EXERCISE AIM – Could you give the records below again exactly, without the pictures?

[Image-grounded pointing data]
§

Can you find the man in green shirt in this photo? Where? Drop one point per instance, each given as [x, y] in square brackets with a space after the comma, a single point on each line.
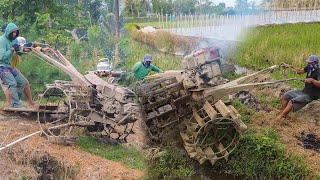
[141, 69]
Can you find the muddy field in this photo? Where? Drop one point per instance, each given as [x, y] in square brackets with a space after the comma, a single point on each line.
[38, 159]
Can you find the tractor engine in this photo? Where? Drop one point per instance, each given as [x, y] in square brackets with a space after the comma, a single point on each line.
[202, 69]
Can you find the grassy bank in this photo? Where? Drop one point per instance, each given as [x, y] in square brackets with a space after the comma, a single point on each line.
[131, 158]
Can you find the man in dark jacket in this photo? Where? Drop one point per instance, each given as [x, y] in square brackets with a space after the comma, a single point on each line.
[296, 99]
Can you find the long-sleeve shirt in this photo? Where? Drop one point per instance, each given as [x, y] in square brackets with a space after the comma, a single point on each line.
[140, 71]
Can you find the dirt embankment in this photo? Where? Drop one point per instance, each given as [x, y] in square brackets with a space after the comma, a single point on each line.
[36, 158]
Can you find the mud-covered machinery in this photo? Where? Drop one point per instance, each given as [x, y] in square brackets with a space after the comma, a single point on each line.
[188, 103]
[86, 102]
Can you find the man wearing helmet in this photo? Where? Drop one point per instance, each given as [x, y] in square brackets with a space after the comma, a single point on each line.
[14, 83]
[8, 46]
[296, 99]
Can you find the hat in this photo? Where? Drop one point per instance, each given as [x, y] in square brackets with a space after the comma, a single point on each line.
[147, 57]
[313, 58]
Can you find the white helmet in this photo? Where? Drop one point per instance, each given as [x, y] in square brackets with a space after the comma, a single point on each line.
[21, 40]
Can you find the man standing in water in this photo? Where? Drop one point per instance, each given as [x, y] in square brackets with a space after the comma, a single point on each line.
[296, 99]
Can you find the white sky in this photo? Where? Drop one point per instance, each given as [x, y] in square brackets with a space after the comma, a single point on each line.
[231, 2]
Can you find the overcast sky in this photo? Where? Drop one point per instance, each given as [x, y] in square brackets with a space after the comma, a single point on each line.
[231, 2]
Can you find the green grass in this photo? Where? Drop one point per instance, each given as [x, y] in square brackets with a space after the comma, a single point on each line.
[178, 23]
[169, 164]
[133, 52]
[260, 153]
[291, 44]
[130, 157]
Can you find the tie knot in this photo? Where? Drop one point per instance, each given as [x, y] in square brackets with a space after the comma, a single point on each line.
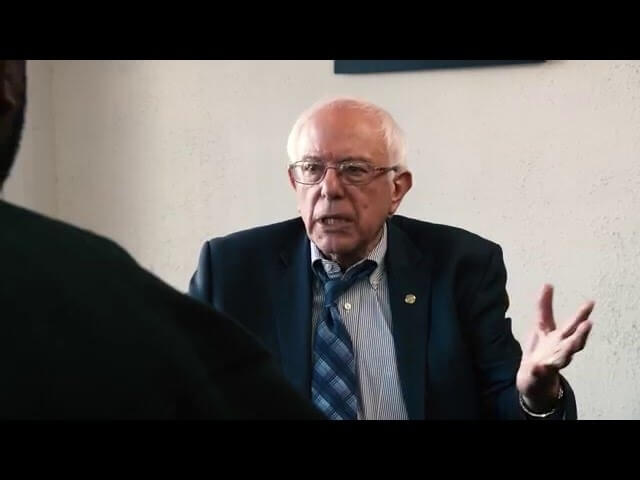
[334, 287]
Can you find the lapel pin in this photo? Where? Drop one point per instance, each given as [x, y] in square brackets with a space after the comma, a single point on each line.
[410, 298]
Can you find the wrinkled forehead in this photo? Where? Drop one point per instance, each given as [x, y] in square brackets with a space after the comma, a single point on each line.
[333, 134]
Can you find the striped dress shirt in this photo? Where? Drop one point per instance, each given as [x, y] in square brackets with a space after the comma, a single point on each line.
[366, 312]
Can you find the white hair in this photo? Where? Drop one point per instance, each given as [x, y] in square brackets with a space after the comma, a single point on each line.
[391, 132]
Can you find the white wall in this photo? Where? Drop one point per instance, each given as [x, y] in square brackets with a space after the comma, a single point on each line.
[542, 159]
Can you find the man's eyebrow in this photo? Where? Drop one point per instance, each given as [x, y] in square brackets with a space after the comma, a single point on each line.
[313, 158]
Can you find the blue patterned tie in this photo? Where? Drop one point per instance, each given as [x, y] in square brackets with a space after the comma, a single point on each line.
[334, 385]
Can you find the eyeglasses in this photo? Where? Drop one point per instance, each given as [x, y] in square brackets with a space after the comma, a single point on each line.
[352, 172]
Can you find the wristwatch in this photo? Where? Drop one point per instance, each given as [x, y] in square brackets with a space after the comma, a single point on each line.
[524, 407]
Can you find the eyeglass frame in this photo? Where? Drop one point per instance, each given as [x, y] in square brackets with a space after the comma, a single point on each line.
[377, 171]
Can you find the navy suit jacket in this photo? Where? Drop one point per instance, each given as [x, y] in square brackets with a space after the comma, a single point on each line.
[456, 354]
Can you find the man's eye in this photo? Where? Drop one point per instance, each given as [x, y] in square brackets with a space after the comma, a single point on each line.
[311, 167]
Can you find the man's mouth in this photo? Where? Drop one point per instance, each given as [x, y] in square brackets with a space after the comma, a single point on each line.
[334, 220]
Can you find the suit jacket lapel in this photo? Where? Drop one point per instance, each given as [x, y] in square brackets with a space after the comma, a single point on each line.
[409, 274]
[293, 312]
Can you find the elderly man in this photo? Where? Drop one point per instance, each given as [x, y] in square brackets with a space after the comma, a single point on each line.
[85, 333]
[378, 316]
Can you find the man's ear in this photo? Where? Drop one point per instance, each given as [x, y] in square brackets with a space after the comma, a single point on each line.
[12, 84]
[402, 183]
[293, 183]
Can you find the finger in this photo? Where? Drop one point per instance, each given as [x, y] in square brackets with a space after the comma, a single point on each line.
[579, 338]
[532, 341]
[545, 310]
[570, 346]
[581, 316]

§

TASK RESPONSE –
Can you find the man in green shirt in this photo? Where? Drop one point per instance, each given as [x, y] in square brackets with a space after the comma, a single point on each line.
[141, 69]
Can you find the muddy field in this photo? Where? Drop one point per instance, each given as [x, y] in square brackets with a space after the comma, a single point on each line.
[38, 159]
Can you find the tractor engine in this photo? Where? Drop one point per instance, each given as [x, y] in square brackets with a space after the comma, a single point on each line.
[202, 69]
Can you find the grassy bank in this photo? Where? Drop one point per instance, each given as [x, y] in square brackets with a space after the comma, a single point on each line.
[131, 158]
Can you find the man in dark jacket in this photo? Where? Drop one point per instance, each given as [x, y] in square brackets with a space after the comma, a single point on each line.
[296, 99]
Can you find the long-sleeve shirt in this photo? Where? Drop one point per instance, each given as [x, y] in square brackets with a space after the comma, a single point on each line.
[140, 71]
Can you find the dirt embankment in this photo? Where? Drop one point per instance, each given as [x, y] in square brackets with a space after the comma, a single point on each line.
[36, 158]
Can you find the mud-covered machinery in this photo? Where? Drop one point per instance, each given as [x, y] in square brackets with a space after the comma, a single point on each line.
[188, 103]
[86, 102]
Can you find the man wearing helmet in this photo? Where? Drop one point per instance, each given as [x, y] in square brackets with a space after the comma, a single point on each line.
[14, 83]
[8, 46]
[296, 99]
Can you find the hat in this photo? Where? Drop one point per instance, each given as [x, y] in square brackets with a space after the comma, a single point on each line.
[147, 57]
[313, 58]
Can you find the white helmet in this photo? Where? Drop one point per instance, each given as [x, y] in square brackets with a space after the comma, a single point on each line.
[21, 40]
Can you find the man standing in water in this photo? Where? Drop one point per instance, each given as [x, y] in square brackets with a space after the comma, a single point on each line.
[296, 99]
Can you find the white sky in this photo? Where? Drop one point per instance, each given as [x, y] in square brackets with a space after the comma, a single point on each line.
[231, 2]
Can you find the overcast sky in this photo? Where? Drop one point per instance, each given as [x, y] in square brackets with a space after the comma, a single point on each line.
[231, 2]
Can you find the green grass in this photo? Where? Drop one point per instance, each given as [x, y] in square brackets with a space after the comma, a single point on each line.
[178, 23]
[169, 164]
[133, 52]
[260, 153]
[291, 44]
[130, 157]
Can you find the tie knot in this photo? Where? Drop one point per instance, each given as [x, y] in square brackets with a space after the comma, a single point on each line.
[334, 287]
Can you find the lapel pin in this photo? Where? Drop one point per instance, each given as [x, y] in square brackets with a space after the comma, a single point on each line.
[410, 298]
Can you find the wrinkled forehead in this photo? Where? Drop one point per instance, each given as [x, y] in square brackets with a space after the comma, a single point on each line.
[333, 134]
Can you find the striped dress shirt in this photo? Where? Drop one point per instance, each given as [x, y] in square brackets with a space after the comma, a single point on each line.
[366, 312]
Can you find the white hair in this photo? Where? Drop one point per instance, each given as [x, y] in square brackets with a space after the comma, a single point on each line.
[391, 132]
Can you find the white wall in this photo? Where? Drop one point per instance, each given as [x, y] in square brackets with a space after the comma, a single point on each line.
[542, 159]
Can you find the man's eyebrow in this photo? Where? Drop one point per instance, each given as [x, y] in square brackets with a space after the comma, a single point on each line.
[313, 158]
Can you find the blue patterned tie in this photo? Where? Drop one point per instance, each given as [x, y] in square brackets with a space after the comma, a single point on each line.
[334, 385]
Can you find the eyeglasses in this photo? Where? Drop one point per instance, each given as [x, y] in square brackets with a space after the comma, a single point on each line.
[352, 172]
Can you find the wristwatch in this photo? Where? Drop one point per instance, each given as [x, y] in square brackets with a space after the comma, a single point on each line.
[524, 407]
Can you find the eyeglass frame in this photo? Where? Drop one point per instance, each given as [x, y] in square brackets with a space after the comma, a single point on each line.
[377, 171]
Can you find the navy suit jacket in this photo? Where? Drop one point per instance, each given as [x, y] in square brackets with a space after the comma, a single point on each line.
[456, 354]
Can you find the man's eye in this photo? Where? Drop one point per instance, each given as [x, y] in square brackets with a space after the comma, a single point on each line.
[311, 167]
Can you find the man's mouth in this photo? Where? Drop one point per instance, each given as [x, y] in square brackets with a space after the comma, a single point on each line.
[334, 220]
Can you find the suit jacket lapel in this photo? Where? Drop one point per instance, each given as [x, y] in square brackets with a space after the comma, a single point on each line.
[409, 274]
[293, 312]
Can you find the elderly man in this photo? Where? Drop one point per instance, each given as [x, y] in square brackets with a space after the comma, a single point on each line.
[85, 333]
[378, 316]
Can you find the man's ear in this photo? Where? Drop one point per instance, each given as [x, y] in square brackets with a space after the comma, a single point on each line.
[12, 84]
[402, 183]
[293, 183]
Can you find the finger in this photo? Where? Drop one point per instance, each given as [x, y] in square brackets with a space after the comma, a single point on each line.
[579, 338]
[532, 341]
[545, 310]
[570, 346]
[581, 316]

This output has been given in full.